> [Exercise description]: Copy out the entire listing below word for word, keeping every line unchanged.
########
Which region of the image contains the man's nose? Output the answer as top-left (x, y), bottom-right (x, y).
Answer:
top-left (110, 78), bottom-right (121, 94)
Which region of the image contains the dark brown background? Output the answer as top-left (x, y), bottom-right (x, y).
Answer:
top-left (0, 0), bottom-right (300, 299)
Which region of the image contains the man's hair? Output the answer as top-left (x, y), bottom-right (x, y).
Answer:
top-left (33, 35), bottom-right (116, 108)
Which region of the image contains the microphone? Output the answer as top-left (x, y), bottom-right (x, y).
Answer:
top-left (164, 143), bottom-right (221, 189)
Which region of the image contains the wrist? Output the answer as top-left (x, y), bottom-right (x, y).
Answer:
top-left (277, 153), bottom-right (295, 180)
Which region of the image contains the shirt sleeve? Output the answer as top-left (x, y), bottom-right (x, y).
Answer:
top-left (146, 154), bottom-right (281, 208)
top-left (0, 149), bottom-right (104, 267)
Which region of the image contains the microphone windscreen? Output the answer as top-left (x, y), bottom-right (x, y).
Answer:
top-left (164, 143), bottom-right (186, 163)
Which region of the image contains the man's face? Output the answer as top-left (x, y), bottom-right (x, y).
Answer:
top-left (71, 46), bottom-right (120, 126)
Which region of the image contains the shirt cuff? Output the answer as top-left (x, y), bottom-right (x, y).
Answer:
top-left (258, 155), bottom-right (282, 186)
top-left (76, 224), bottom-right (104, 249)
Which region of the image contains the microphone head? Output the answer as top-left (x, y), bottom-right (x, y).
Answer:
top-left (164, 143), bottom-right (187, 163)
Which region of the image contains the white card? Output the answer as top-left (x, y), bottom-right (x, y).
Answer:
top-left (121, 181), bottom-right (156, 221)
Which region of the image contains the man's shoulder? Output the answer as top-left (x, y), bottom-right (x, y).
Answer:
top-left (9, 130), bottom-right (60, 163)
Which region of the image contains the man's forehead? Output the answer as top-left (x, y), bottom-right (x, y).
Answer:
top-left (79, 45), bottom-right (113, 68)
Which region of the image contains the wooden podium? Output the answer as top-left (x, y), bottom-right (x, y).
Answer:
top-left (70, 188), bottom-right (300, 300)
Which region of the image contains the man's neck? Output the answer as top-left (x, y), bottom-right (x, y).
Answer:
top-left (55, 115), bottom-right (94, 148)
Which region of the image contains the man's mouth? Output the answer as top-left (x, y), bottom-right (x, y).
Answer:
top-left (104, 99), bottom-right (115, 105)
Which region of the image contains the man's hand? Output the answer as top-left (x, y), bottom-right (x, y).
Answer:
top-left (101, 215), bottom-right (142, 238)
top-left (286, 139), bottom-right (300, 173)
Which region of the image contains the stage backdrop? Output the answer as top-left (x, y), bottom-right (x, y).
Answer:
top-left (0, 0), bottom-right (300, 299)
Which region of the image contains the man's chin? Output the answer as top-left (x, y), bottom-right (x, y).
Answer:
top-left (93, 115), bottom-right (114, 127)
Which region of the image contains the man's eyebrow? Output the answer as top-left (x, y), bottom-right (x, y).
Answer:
########
> [Exercise answer]:
Which region of the image contains the man's nose? Output the answer as top-left (x, y), bottom-right (x, y).
Answer:
top-left (110, 78), bottom-right (121, 94)
Which region of the image contains the dark brown background? Output the answer as top-left (x, y), bottom-right (x, y).
Answer:
top-left (0, 0), bottom-right (300, 299)
Which region of the image contains the man's hair? Output the answer as top-left (x, y), bottom-right (x, y).
Answer:
top-left (33, 35), bottom-right (116, 108)
Which region of the image contains the microphone? Output the answer as top-left (x, y), bottom-right (x, y).
Answer:
top-left (164, 143), bottom-right (221, 189)
Which region of the image contains the wrist? Output the answer as top-left (x, y), bottom-right (x, y).
Answer:
top-left (277, 153), bottom-right (295, 180)
Which region of the image contains the shirt sleeve? Output the answer as top-left (x, y), bottom-right (x, y).
Answer:
top-left (146, 154), bottom-right (281, 208)
top-left (0, 149), bottom-right (104, 267)
Which region of the image contains the microphone windscreen? Output the answer as top-left (x, y), bottom-right (x, y).
Answer:
top-left (164, 143), bottom-right (186, 163)
Which region of the image contains the man's face? Output the answer as top-left (x, y), bottom-right (x, y).
Answer:
top-left (71, 46), bottom-right (120, 126)
Which region of the image contains the shirt cuff? Output the answer as top-left (x, y), bottom-right (x, y).
Answer:
top-left (258, 155), bottom-right (282, 186)
top-left (76, 224), bottom-right (104, 249)
Which region of the image contains the microphone head? Output the answer as top-left (x, y), bottom-right (x, y).
Answer:
top-left (164, 143), bottom-right (187, 163)
Which region of the image contains the white card? Output the answer as top-left (x, y), bottom-right (x, y).
Answer:
top-left (121, 181), bottom-right (156, 221)
Which region of the image contains the man's shoulder? Output the answer as top-left (x, y), bottom-right (x, y).
Answer:
top-left (9, 130), bottom-right (60, 163)
Which region of the image contains the man's forehead? Output the answer as top-left (x, y), bottom-right (x, y).
Answer:
top-left (79, 45), bottom-right (113, 68)
Which region of the image contains the wooden podium? Output the answer as top-left (x, y), bottom-right (x, y).
Answer:
top-left (70, 188), bottom-right (300, 300)
Which region of the image contains the man's neck? Output the answer as top-left (x, y), bottom-right (x, y).
Answer:
top-left (55, 115), bottom-right (94, 148)
Which region of the image contains the man's mouth? Output the answer as top-left (x, y), bottom-right (x, y).
Answer:
top-left (104, 99), bottom-right (115, 105)
Which region of the image contains the man's hand? Output the answer as top-left (x, y), bottom-right (x, y).
Answer:
top-left (101, 215), bottom-right (142, 238)
top-left (286, 139), bottom-right (300, 173)
Which region of the image contains the stage backdrop? Output the answer as top-left (x, y), bottom-right (x, y).
Answer:
top-left (0, 0), bottom-right (300, 299)
Which region of the image contains the man's chin? Output the answer as top-left (x, y), bottom-right (x, y).
Answer:
top-left (93, 115), bottom-right (114, 127)
Which region of the image contains the man's eyebrow? Output the answer as top-left (x, y), bottom-right (x, y).
Answer:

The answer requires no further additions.